- **Directions for this task**:
Which lines in the items below contain the string "blue", with case counting? Pull out every such line.

- **Material provided**:
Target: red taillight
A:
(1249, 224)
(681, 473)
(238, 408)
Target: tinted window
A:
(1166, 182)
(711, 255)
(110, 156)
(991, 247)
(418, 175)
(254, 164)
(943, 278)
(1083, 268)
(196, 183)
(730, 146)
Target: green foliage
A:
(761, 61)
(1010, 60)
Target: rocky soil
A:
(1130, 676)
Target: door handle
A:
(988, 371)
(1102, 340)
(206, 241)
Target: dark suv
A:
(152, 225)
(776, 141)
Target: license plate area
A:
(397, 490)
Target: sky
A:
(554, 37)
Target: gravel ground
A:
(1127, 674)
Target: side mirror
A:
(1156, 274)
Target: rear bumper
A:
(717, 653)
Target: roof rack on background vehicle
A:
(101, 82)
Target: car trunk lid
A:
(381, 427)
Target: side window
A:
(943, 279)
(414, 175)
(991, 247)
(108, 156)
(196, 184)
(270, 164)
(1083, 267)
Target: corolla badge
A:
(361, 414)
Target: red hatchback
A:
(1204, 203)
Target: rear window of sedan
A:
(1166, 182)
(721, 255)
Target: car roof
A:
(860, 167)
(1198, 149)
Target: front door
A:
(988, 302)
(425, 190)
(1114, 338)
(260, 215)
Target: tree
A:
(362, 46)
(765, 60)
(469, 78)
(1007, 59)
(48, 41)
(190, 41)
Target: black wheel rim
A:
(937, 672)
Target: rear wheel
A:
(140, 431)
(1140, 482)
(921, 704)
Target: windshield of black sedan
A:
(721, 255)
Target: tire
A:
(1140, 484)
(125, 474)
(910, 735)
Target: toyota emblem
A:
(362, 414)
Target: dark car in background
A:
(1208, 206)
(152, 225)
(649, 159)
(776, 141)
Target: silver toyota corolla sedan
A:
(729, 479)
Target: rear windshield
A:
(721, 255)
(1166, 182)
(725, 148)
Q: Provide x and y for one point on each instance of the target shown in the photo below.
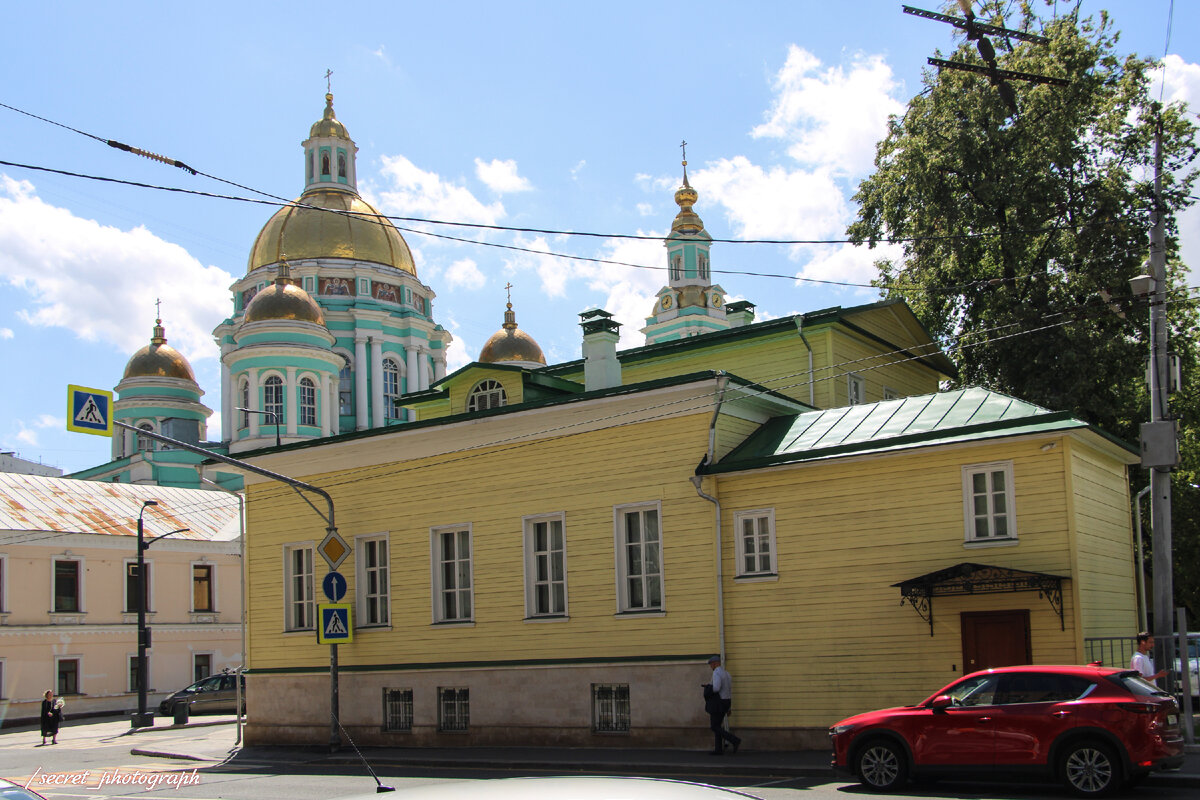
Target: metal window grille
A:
(307, 402)
(610, 708)
(454, 709)
(397, 709)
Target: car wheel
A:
(1090, 769)
(881, 765)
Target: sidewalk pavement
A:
(213, 740)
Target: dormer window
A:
(486, 394)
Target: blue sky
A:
(547, 115)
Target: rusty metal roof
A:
(33, 503)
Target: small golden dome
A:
(283, 300)
(351, 228)
(159, 360)
(687, 221)
(510, 343)
(328, 125)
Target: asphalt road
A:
(95, 762)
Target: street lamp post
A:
(144, 719)
(275, 419)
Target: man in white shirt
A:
(718, 707)
(1143, 661)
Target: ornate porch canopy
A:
(969, 578)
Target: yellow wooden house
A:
(547, 554)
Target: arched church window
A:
(245, 403)
(307, 402)
(145, 443)
(346, 390)
(486, 394)
(391, 389)
(273, 400)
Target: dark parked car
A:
(211, 695)
(1092, 728)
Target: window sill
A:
(756, 577)
(977, 543)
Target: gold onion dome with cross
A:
(283, 300)
(510, 343)
(330, 220)
(159, 359)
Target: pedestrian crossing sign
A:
(334, 624)
(89, 410)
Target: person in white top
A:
(1143, 661)
(718, 701)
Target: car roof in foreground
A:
(574, 787)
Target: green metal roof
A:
(963, 415)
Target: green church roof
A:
(963, 415)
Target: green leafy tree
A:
(1021, 229)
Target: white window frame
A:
(78, 660)
(485, 395)
(269, 407)
(125, 585)
(619, 547)
(532, 558)
(436, 561)
(856, 389)
(761, 539)
(391, 384)
(213, 587)
(307, 413)
(289, 600)
(211, 657)
(969, 505)
(79, 584)
(363, 584)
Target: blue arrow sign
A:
(334, 585)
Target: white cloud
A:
(552, 271)
(101, 282)
(774, 203)
(412, 191)
(502, 176)
(832, 115)
(463, 274)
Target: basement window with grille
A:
(454, 709)
(397, 710)
(610, 708)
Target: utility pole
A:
(1159, 440)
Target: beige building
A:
(69, 591)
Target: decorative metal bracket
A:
(969, 578)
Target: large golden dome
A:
(510, 343)
(283, 300)
(159, 360)
(352, 228)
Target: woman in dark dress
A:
(52, 714)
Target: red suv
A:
(1093, 728)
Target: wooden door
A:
(995, 639)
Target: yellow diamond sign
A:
(334, 549)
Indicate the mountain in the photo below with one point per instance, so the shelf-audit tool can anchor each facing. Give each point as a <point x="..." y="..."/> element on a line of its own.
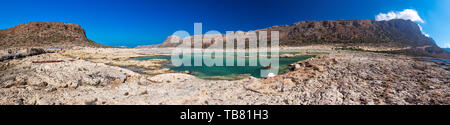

- **Full solution**:
Target: blue sky
Target: blue arrow sign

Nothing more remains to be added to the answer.